== Required work ==
Extract each line below that contains the string "outline", and list those lines in their original order.

== Provided information ==
....
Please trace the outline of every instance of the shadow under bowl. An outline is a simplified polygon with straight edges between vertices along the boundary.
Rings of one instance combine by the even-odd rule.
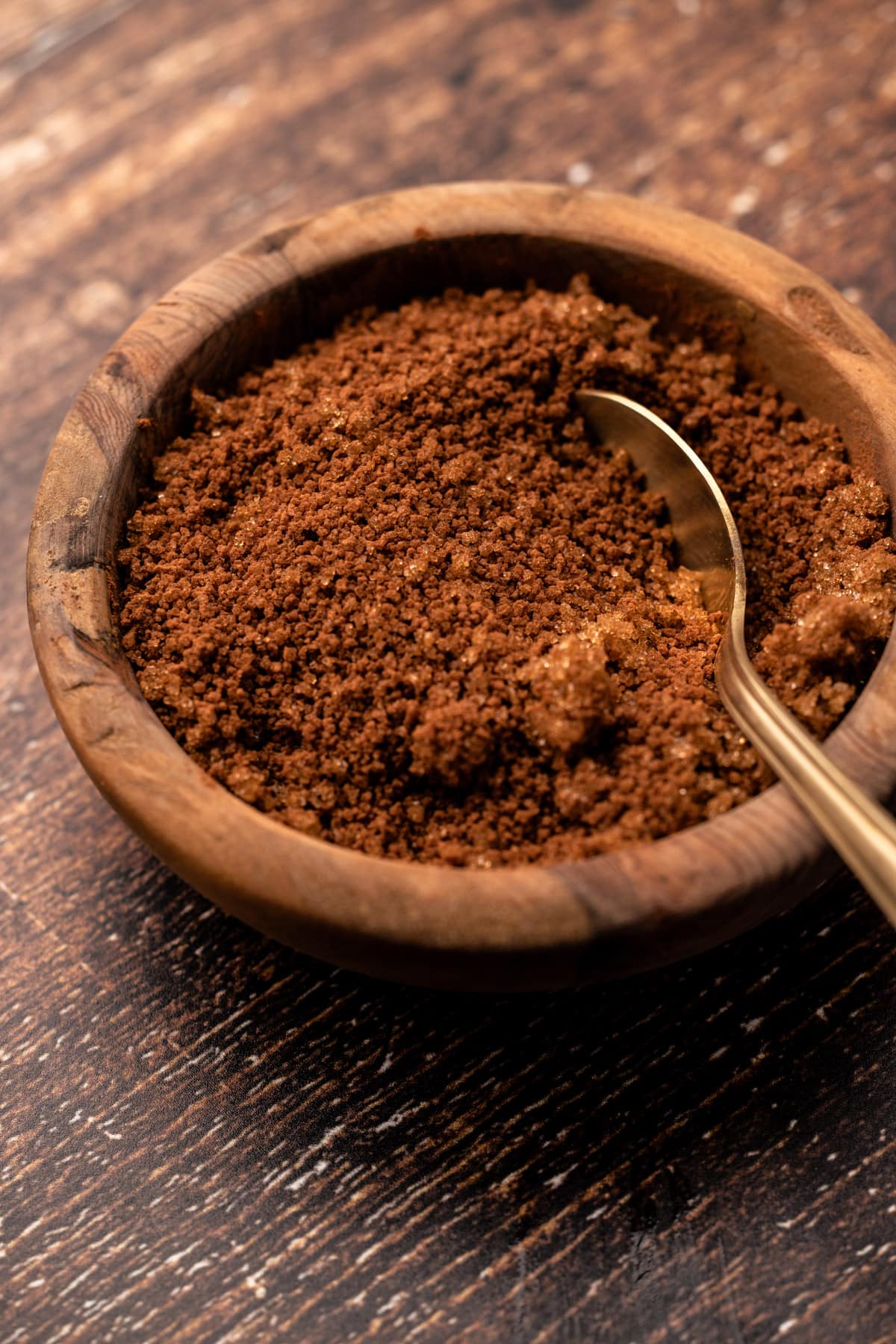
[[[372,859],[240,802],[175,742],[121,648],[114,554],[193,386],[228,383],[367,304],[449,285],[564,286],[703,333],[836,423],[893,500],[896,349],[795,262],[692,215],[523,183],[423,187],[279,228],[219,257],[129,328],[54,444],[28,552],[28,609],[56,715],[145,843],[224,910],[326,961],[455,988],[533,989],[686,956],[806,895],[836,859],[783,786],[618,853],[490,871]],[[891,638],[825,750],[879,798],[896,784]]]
....
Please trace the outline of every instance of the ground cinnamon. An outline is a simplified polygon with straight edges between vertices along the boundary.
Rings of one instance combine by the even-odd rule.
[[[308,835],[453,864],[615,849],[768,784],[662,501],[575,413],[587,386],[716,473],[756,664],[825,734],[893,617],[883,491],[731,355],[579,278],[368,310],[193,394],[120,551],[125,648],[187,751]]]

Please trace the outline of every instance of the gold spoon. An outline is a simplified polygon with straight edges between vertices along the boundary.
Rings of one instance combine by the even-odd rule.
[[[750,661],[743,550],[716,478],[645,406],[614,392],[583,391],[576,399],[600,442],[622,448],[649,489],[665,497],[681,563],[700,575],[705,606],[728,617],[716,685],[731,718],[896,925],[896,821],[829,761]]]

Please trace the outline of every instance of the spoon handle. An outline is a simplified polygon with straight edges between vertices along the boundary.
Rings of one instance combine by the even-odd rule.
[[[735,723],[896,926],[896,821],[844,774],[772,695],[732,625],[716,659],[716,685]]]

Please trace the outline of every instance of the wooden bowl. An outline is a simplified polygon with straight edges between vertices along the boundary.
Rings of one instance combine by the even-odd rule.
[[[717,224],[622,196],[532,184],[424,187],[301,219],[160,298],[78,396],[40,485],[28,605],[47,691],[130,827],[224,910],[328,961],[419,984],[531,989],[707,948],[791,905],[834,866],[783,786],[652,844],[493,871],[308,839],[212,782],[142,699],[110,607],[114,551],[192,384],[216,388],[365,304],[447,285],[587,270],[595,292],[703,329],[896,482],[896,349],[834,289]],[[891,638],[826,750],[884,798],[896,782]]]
....
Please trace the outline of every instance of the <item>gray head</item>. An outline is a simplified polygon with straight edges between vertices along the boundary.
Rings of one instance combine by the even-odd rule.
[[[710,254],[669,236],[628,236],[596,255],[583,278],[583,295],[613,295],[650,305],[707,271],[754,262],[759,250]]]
....
== Result of this exercise ==
Please trace the outline of every instance of the shadow under bowl. An outline is a simplified polygon with straight edges between vertices along the boundary.
Please trace the outline of every instance of the ground cinnamon. An outline is a simplified polygon with straight edges between vertices along the boundary.
Please trace the outline of every instance of the gold spoon. An outline is a simplified polygon with straight edges between vertices along the boundary.
Please trace the outline of every instance of the spoon handle. An outline is a simplified polygon with straight edges between vertices along the boundary.
Please trace the outline of every instance of the wooden bowl. An outline is a simplified polygon with straight edges between vertices along the boundary.
Please trace the outline of every instance of the <item>gray head</item>. An outline is a simplified polygon with straight edges between vertices along the boundary.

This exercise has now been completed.